- PROBLEM TO SOLVE
Could you lay out all the items below as a numbered list, dropping any blank lines and leaving out the pictures?

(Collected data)
-- BEGIN --
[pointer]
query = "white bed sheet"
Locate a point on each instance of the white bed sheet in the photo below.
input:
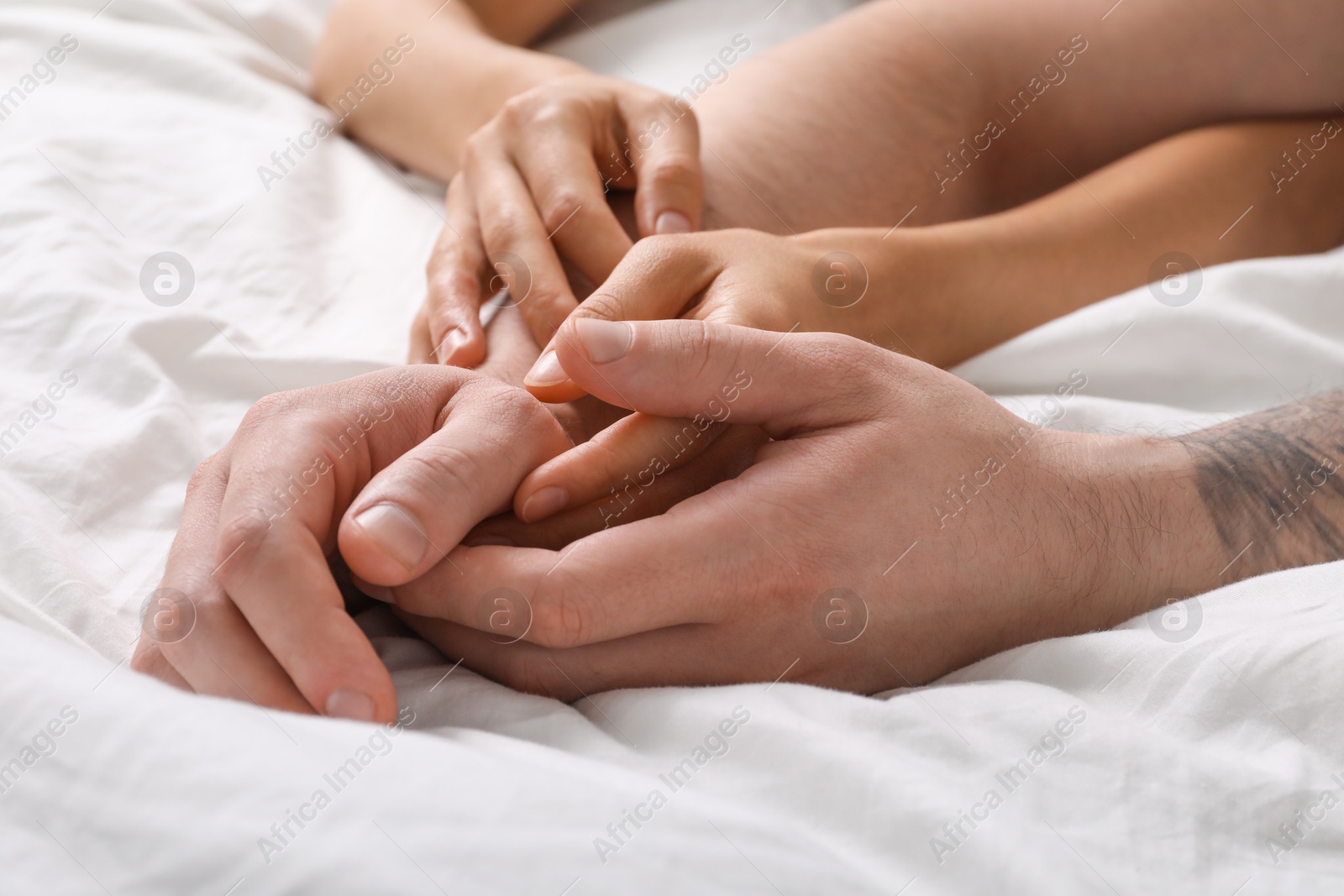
(1189, 757)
-- END --
- TASK RESPONSE
1. [pointer]
2. query = "white bed sheet"
3. Locate a point on each instance of the white bed sheet in the photo below.
4. input:
5. (1189, 757)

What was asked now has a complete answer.